WHAT YOU SHOULD DO:
The records appear below. Repeat them exactly.
======== MATERIAL FOR THE TASK ========
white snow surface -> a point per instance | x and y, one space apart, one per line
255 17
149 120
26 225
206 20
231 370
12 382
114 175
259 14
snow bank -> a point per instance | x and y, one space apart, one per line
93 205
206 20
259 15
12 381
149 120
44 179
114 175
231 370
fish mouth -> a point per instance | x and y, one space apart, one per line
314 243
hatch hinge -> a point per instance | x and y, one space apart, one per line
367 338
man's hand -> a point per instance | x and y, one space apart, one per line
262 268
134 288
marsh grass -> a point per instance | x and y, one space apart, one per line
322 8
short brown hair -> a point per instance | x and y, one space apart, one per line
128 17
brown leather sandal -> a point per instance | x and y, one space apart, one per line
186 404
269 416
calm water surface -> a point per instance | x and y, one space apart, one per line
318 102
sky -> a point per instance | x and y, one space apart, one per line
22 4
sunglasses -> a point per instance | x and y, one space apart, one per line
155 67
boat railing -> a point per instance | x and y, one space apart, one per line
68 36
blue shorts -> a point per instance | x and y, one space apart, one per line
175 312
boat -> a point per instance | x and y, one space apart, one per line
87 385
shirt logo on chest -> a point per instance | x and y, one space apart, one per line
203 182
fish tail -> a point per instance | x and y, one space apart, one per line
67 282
========
RESPONSE FOR THIS EXERCISE:
white snow surface -> a point per instance | x and y, one space apart, one per line
255 17
149 120
26 225
206 20
231 370
12 382
114 175
259 14
snow bank -> a point per instance | x and y, one space apart, one per line
93 205
206 20
259 15
12 381
149 120
44 179
114 175
231 370
fish mouth -> a point per instance | x and y, one space apart, one per line
314 243
hatch hinge -> a point per instance | x and y, one space apart, one per line
367 338
man's hand -> a point per instance | x and y, one space apart, one per line
262 268
134 288
marsh grass -> a point per instance | x and y, one space apart, one per line
322 8
short brown hair -> a point per instance | x and y, one space apart, one per line
128 17
brown leather sandal -> a point per instance | x and y, one space apart, one per line
186 404
269 416
calm water surface -> a point per instance | x and y, one space apart, one per line
318 102
sky -> a point per instance | x and y, one space apart, one per line
22 4
sunglasses -> a point per instance | x and y, one space apart, one per line
155 67
boat railing -> a point per instance | x and y, one space apart, one per line
68 36
blue shorts -> a point per instance | x and y, one space apart, one per line
175 312
boat -> a point per instance | x and y, one space apart, one per line
87 385
shirt logo on chest -> a point per instance | x and y, one space apart, one per line
203 182
fish tail -> a point per instance | x and y, one space apart, one per line
67 282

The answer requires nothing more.